**TRY IT**
All of the entries below are to be repeated word for word.

**INFORMATION GIVEN**
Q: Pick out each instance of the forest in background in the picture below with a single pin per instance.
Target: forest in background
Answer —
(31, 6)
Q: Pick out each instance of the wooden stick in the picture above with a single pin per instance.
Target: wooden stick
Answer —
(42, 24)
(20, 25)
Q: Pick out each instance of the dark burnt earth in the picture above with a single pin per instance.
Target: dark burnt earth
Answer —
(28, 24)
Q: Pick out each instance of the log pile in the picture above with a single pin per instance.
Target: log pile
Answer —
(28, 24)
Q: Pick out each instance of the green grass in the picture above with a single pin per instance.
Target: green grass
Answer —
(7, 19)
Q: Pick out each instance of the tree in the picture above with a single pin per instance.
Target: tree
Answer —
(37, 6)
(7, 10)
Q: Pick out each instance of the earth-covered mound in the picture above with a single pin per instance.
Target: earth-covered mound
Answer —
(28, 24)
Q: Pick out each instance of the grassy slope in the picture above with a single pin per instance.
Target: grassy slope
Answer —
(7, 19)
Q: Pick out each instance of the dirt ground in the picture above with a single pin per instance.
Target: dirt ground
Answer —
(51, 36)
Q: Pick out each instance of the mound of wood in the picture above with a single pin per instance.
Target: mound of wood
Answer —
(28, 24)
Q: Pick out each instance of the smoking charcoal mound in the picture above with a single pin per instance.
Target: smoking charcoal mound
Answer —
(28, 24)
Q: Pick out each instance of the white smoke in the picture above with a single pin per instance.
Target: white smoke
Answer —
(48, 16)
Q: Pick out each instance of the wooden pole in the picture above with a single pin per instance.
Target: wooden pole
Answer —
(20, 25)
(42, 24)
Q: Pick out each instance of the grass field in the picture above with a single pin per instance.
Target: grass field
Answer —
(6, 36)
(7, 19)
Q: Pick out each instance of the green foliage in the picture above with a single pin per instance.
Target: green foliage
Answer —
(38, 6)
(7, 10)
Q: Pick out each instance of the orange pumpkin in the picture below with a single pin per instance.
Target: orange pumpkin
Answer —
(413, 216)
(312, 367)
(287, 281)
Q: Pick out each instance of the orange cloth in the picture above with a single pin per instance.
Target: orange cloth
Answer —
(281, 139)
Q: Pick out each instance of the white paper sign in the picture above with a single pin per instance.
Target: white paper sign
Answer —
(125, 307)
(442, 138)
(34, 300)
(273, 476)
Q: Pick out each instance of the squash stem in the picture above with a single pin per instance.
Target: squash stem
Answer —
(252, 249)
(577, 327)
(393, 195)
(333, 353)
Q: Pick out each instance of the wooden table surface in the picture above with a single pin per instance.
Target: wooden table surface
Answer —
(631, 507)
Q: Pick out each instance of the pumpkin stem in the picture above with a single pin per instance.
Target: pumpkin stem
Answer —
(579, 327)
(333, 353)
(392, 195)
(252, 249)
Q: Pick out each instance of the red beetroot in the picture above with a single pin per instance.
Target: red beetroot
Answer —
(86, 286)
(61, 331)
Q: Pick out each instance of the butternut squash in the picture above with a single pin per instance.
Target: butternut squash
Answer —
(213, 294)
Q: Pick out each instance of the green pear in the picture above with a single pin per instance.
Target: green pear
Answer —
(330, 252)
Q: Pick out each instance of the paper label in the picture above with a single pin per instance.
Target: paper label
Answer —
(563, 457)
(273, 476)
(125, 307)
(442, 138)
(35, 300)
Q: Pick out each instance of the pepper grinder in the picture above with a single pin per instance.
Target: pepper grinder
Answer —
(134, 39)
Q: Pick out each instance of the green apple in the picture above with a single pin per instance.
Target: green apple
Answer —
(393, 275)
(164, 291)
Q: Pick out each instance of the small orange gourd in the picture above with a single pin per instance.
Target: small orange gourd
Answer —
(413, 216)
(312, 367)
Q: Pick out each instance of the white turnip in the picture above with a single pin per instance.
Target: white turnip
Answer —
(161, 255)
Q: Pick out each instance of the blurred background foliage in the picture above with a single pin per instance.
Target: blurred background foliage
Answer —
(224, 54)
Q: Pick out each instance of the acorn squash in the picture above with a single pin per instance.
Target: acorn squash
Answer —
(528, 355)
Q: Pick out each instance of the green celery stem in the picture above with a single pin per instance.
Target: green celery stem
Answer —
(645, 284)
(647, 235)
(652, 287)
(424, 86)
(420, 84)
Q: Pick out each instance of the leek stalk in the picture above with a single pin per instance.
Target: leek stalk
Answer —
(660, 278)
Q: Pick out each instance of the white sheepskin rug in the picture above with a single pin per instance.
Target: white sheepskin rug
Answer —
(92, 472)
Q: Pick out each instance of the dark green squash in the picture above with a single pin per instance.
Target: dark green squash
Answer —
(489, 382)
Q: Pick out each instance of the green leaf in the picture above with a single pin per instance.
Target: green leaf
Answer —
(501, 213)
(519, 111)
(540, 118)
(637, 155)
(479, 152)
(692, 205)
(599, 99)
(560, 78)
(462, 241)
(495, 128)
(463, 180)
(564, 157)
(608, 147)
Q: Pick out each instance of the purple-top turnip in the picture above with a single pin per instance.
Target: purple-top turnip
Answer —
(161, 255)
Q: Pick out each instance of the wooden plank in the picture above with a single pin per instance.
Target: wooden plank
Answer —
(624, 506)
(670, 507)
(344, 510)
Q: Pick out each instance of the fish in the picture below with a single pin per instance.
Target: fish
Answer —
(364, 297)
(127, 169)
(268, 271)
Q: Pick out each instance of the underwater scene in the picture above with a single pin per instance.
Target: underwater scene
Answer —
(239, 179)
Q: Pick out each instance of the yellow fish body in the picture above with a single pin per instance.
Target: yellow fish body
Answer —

**ANSWER FOR THIS EXERCISE**
Q: Pick out each instance of the forest in background in the picture below with a single pin per instance.
Target: forest in background
Answer —
(31, 6)
Q: Pick out each instance of the wooden stick in the picture above with a single pin per instance.
Target: wooden stick
Answer —
(42, 24)
(20, 25)
Q: Pick out each instance of the dark burnt earth in the picture above with a single pin per instance.
Target: dark burnt earth
Answer —
(28, 24)
Q: Pick out each instance of the log pile in the picture above with a single pin per instance.
Target: log pile
Answer —
(28, 24)
Q: Pick out each instance of the green grass in the picture above with a single pin per instance.
Target: green grass
Answer —
(7, 19)
Q: Pick out each instance of the tree in the picture above with a single pin per instance.
Target: tree
Answer —
(37, 6)
(7, 10)
Q: Pick out each instance of the earth-covered mound in the picture above with a single pin per instance.
Target: earth-covered mound
Answer —
(28, 24)
Q: Pick out each instance of the grassy slope in the picture above with a single pin per instance.
Target: grassy slope
Answer —
(7, 19)
Q: Pick out each instance of the dirt ground in the picture above with a single pin per instance.
Target: dirt ground
Answer —
(51, 36)
Q: Pick out each instance of the mound of wood in the picture above with a single pin per instance.
Target: mound of wood
Answer —
(28, 24)
Q: Pick out each instance of the smoking charcoal mound in the picture above with a single pin per instance.
Target: smoking charcoal mound
Answer —
(28, 24)
Q: Pick out each instance of the white smoke in the picture above with a single pin per instance.
Target: white smoke
Answer —
(48, 16)
Q: Pick out each instance of the wooden pole in the picture above with a single pin per instance.
Target: wooden pole
Answer —
(20, 25)
(42, 24)
Q: Pick out each instance of the grass field in the picture above with a single pin per instance.
Target: grass field
Answer —
(6, 36)
(7, 19)
Q: Pick out each instance of the green foliage in the picture above with a single pin per instance.
Target: green foliage
Answer —
(38, 6)
(7, 10)
Q: Pick out each instance of the orange pumpkin in the picture below with a single pin per instance.
Target: orange pumpkin
Answer —
(413, 216)
(312, 367)
(287, 281)
Q: Pick out each instance of the orange cloth in the picture above with a single pin per instance.
Target: orange cloth
Answer —
(281, 139)
Q: Pick out each instance of the white paper sign in the picture above with a single pin per instance.
Target: white paper sign
Answer —
(125, 307)
(442, 138)
(34, 300)
(273, 476)
Q: Pick out each instance of the squash stem in the picture above with a single pin per instance.
Target: squash stem
Answer —
(252, 249)
(577, 327)
(393, 195)
(333, 353)
Q: Pick out each instance of the wooden table surface in the picture above with a single pin per instance.
Target: wooden table surface
Answer —
(631, 507)
Q: Pick out each instance of the pumpkin stem in the picture above with a single pin per instance.
Target: pumpkin stem
Answer —
(579, 327)
(333, 353)
(392, 195)
(252, 249)
Q: Pick out each instance of the red beetroot in the picture above with a single pin per instance.
Target: red beetroot
Answer —
(86, 286)
(61, 331)
Q: Pick out each instance of the butternut squash in the picture above with a single pin per instance.
Target: butternut squash
Answer —
(213, 294)
Q: Pick out each instance of the green pear in the picture above with a single pin per instance.
Target: green pear
Answer —
(330, 252)
Q: Pick out each instance of the paper label in the picture above with a single pin per instance.
Target: paper label
Answer —
(563, 457)
(273, 476)
(125, 307)
(442, 138)
(35, 300)
Q: Pick out each instance of the pepper grinder in the picture above with a single pin per instance.
Target: pepper grinder
Answer —
(134, 39)
Q: Pick out each instance of the green apple in the picture above with a single pin per instance.
Target: green apple
Answer —
(393, 275)
(164, 291)
Q: Pick out each instance of the small orange gourd in the picture above with a single pin per instance.
Target: small orange gourd
Answer —
(413, 216)
(312, 367)
Q: Pick out each instance of the white turnip in the picture above with a single pin per instance.
Target: white turnip
Answer —
(161, 255)
Q: Pick out each instance of the blurred background foliage in the picture above with a single pin per instance.
Target: blurred background foliage
Answer —
(224, 54)
Q: Pick out each instance of the acorn squash in the picture above with a single pin per instance.
Target: acorn squash
Answer —
(528, 355)
Q: Pick out each instance of the green celery stem in the picture above with a single pin per instance.
Target: green celery stem
Answer —
(645, 284)
(647, 235)
(652, 287)
(424, 86)
(420, 84)
Q: Pick out each instance of the leek stalk in the picture above with a single pin per instance.
Target: leek stalk
Answer —
(660, 278)
Q: Pick out each instance of the white sheepskin rug in the picture above with a single pin per instance.
Target: white sheepskin rug
Answer —
(92, 472)
Q: Pick out each instance of the dark green squash in the picture above with a single pin per instance.
Target: dark green squash
Answer —
(489, 382)
Q: Pick out each instance of the green leaf in the picture above with a single pin per instance.
Target: green leaf
Answer —
(501, 213)
(519, 111)
(540, 118)
(637, 155)
(479, 152)
(692, 205)
(599, 99)
(560, 78)
(462, 241)
(495, 128)
(463, 180)
(564, 157)
(608, 147)
Q: Pick out each instance of the purple-top turnip in the picture above with a single pin per instance.
Target: purple-top turnip
Answer —
(161, 255)
Q: Pick out each instance of the wooden plank in the picture above with a single pin per instance.
Target: wooden plank
Answer —
(624, 506)
(670, 507)
(344, 510)
Q: Pick out each instance of the fish in the picture below with a single pin per instance.
Target: fish
Answer —
(364, 297)
(127, 169)
(268, 271)
Q: Pick out each instance of the underwater scene in the picture above with a single pin per instance.
Target: underwater scene
Answer —
(239, 179)
Q: Pick out each instance of the yellow fish body in the picture above with a single pin per instance.
Target: yellow fish body
Answer —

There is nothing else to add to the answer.